SOURCE =
........
University High School offers a well-rounded social studies curriculum that features standard 9th and 10th grade courses (World History/AP World History and U.S. History/AP U.S. History, respectively) and several elective courses for upperclassmen.
To graduate from University High School, students must earn eight credits (one credit is earned each semester) in social studies.
Top Five Things You Need to Know About Social Studies at University
The study of history is valued by University High School, and this value is illustrated by the graduation requirement of eight semesters of social studies credit.
There is a clear scope and sequence to the social studies curriculum so that students experience a general coverage over time, geography, and cultures through required classes in nonwestern history, western history, and American history.
Teachers use various methods to address individual student needs in a personalized manner.
Courses and teachers in the social studies department emphasize writing.
Social studies teachers bring a broad range of experience and interests to the school.
2019-20 Social Studies Course Descriptions
This course is a broad study of human history. The course will touch on the major developments of human civilization across the globe. Roughly equal attention will be paid to each region and period covered, giving students a wider perspective of the events and peoples that shaped our world. Particular focus will be on the development of historical thinking and writing skills, which will prepare students for future history courses at University and beyond.
........
(Region segmentation data)

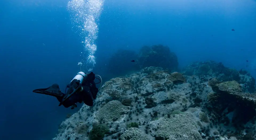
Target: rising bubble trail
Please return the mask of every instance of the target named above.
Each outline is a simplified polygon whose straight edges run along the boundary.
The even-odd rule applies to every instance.
[[[96,63],[95,41],[98,37],[99,19],[103,0],[72,0],[67,8],[71,13],[72,27],[79,33],[84,44],[83,58],[78,65],[85,67],[87,72],[92,71]]]

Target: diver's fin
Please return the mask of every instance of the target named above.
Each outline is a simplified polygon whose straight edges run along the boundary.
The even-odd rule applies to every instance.
[[[56,84],[47,88],[35,89],[33,91],[33,92],[55,97],[62,97],[64,95],[61,91],[59,88],[59,85]]]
........
TO-DO LIST =
1. Name every course the social studies text lists as a standard 9th or 10th grade course.
2. Revise the region segmentation listing so that "Please return" is replaced by "Please provide" wherever it appears, with everything else left unchanged. Omit the pictures from your answer.

IN RESPONSE =
1. World History, AP World History, U.S. History, AP U.S. History

2.
Target: rising bubble trail
Please provide the mask of every instance of the target named above.
Each outline is a simplified polygon whose straight edges run along the boundary.
The even-odd rule applies to every instance.
[[[96,63],[95,41],[98,37],[99,19],[103,0],[72,0],[67,8],[71,13],[72,27],[79,33],[84,44],[83,58],[78,65],[85,67],[87,72],[92,71]]]

Target: diver's fin
Please provide the mask of every instance of the target named above.
Each outline is a simplified polygon whose straight edges run along the boundary.
The even-odd rule applies to every instance.
[[[56,84],[47,88],[35,89],[33,91],[33,92],[55,97],[62,97],[64,95],[61,91],[59,88],[59,85]]]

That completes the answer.